_DIRECTIVE_
Reproduce the data below, swapping every occurrence of "Set a dot on" for "Place a marker on" and leaving everything else unchanged.
───
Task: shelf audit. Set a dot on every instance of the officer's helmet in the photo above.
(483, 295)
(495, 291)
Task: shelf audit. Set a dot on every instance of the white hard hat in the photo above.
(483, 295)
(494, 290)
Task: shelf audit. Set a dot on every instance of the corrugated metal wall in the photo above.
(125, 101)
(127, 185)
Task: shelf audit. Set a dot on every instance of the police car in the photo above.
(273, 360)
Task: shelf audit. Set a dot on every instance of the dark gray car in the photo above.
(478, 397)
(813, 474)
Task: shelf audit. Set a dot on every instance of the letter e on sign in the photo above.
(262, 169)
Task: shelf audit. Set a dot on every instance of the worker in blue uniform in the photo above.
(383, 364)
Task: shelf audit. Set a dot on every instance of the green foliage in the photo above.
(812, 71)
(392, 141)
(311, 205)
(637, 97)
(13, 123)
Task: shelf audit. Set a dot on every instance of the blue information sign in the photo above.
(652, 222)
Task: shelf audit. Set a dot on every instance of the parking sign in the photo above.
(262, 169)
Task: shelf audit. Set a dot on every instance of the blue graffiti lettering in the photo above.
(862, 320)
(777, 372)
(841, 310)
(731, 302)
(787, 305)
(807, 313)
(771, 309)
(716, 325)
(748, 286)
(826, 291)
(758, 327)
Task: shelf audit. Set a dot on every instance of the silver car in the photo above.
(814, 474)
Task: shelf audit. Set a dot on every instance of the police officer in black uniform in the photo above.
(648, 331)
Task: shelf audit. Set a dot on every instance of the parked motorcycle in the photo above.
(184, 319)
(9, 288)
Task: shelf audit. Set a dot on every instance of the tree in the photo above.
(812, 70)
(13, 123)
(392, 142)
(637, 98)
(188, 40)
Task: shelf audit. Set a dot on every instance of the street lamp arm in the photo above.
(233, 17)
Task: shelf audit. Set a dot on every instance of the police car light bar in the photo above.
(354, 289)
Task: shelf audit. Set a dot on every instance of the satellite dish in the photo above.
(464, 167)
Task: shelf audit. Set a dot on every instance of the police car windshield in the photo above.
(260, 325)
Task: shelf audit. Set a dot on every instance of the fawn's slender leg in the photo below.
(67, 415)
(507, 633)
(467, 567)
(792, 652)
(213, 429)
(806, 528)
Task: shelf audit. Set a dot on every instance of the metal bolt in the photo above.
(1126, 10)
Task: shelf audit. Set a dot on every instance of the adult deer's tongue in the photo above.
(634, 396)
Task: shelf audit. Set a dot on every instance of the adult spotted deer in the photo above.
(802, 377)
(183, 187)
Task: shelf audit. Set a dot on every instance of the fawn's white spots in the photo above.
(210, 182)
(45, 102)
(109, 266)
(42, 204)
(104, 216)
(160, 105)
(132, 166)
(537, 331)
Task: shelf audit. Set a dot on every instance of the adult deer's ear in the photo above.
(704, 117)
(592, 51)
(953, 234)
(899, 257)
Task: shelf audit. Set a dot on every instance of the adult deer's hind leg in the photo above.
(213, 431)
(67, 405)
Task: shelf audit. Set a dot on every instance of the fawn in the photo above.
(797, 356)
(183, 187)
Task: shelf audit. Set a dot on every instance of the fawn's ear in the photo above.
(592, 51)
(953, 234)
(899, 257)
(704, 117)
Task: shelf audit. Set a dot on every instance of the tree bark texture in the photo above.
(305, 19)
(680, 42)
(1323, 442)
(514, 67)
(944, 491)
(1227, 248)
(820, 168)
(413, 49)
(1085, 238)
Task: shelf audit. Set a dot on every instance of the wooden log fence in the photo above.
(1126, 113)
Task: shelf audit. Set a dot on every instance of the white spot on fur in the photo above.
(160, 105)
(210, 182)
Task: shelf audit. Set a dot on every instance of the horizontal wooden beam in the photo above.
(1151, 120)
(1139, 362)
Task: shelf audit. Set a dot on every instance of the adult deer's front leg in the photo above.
───
_FULL RESPONSE_
Task: shelf audit. Place a marker on every instance of the officer's helmet in the photo above.
(483, 295)
(495, 291)
Task: shelf audit. Place a marker on every instance of the white hard hat in the photo above.
(483, 295)
(494, 290)
Task: shelf audit. Place a marker on every instance of the corrugated metal wall in the photo above.
(125, 101)
(127, 185)
Task: shelf audit. Place a marker on every instance of the police car in the photo above.
(273, 360)
Task: shelf audit. Place a marker on every instance of the dark gray car in the photo above.
(478, 397)
(813, 474)
Task: shelf audit. Place a marker on every instance of the letter e on sign in the photo above.
(262, 169)
Task: shelf audit. Place a marker on every instance of the worker in blue uniform in the photo above.
(383, 364)
Task: shelf audit. Place a marker on every instance of the green foliage in the photo above.
(812, 71)
(392, 141)
(311, 205)
(637, 97)
(13, 123)
Task: shelf audit. Place a marker on every instance of the blue information sign in the photo above.
(652, 222)
Task: shelf audit. Place a marker on every instance of the parking sign in the photo above.
(262, 169)
Task: shelf audit. Place a marker on every instance of the blue graffiti lettering in the photo above.
(862, 320)
(777, 372)
(841, 310)
(731, 302)
(787, 305)
(807, 313)
(771, 309)
(716, 325)
(748, 286)
(826, 291)
(758, 327)
Task: shelf audit. Place a marker on every instance of the silver car in the photo above.
(814, 474)
Task: shelf audit. Place a marker on every instance of the police officer in black uniform in the photo above.
(648, 331)
Task: shelf audit. Place a marker on every instance of the parked motorcycle in the photo above.
(184, 319)
(9, 288)
Task: shelf audit. Place a marker on every instance of the tree in the photo above.
(812, 70)
(13, 123)
(392, 142)
(637, 98)
(188, 40)
Task: shelf audit. Place a marker on every instance of the street lamp arm in the photo above.
(233, 17)
Task: shelf audit. Place a marker on every instance of the police car light bar in the photo above.
(354, 289)
Task: shelf audit. Place a marker on every instance of the satellite dish in the photo above.
(464, 167)
Task: shelf audit. Place a marker on every instance of the police car windshield in the photo above.
(260, 325)
Task: shelf audit. Place a marker on every instance of the fawn's slender leg in the photo below.
(67, 415)
(507, 633)
(467, 567)
(792, 652)
(213, 429)
(806, 528)
Task: shelf audit. Place a marker on every instance of the metal bolt in the photo above.
(1126, 10)
Task: shelf audit. Place a marker on every instance of the adult deer's tongue in the photo above.
(634, 396)
Task: shelf audit. Place a marker on every instance of the adult spotted deer in the photo above.
(802, 377)
(183, 187)
Task: shelf audit. Place a marker on every instance of the fawn's white spots in the photo above.
(210, 182)
(45, 102)
(109, 266)
(42, 204)
(104, 216)
(160, 105)
(132, 166)
(537, 331)
Task: shelf audit. Place a marker on every instance of the adult deer's ear in the photo above.
(704, 117)
(592, 51)
(953, 234)
(899, 257)
Task: shelf audit. Place a marker on every instance of the adult deer's hind leg in the photo above.
(213, 431)
(67, 405)
Task: shelf audit. Place a marker on every instance of the fawn in the photo above.
(797, 356)
(183, 187)
Task: shelf audit. Place a marker on every instance of the fawn's ear in the photo above.
(592, 51)
(953, 234)
(899, 257)
(704, 117)
Task: shelf audit. Place a marker on every instance of the tree bark texture in the photo above.
(305, 19)
(680, 42)
(1323, 442)
(514, 67)
(944, 491)
(1227, 248)
(820, 168)
(413, 49)
(1085, 238)
Task: shelf audit. Place a marker on every instance of the wooden log fence in the photo above.
(1126, 113)
Task: shelf audit. Place a marker on every instance of the white spot on fur in the photo above.
(160, 105)
(210, 182)
Task: shelf audit. Place a marker on every instance of the horizontal wooden beam in the photo above.
(1151, 120)
(1139, 362)
Task: shelf audit. Place a marker on every instance of the adult deer's front leg in the photo above.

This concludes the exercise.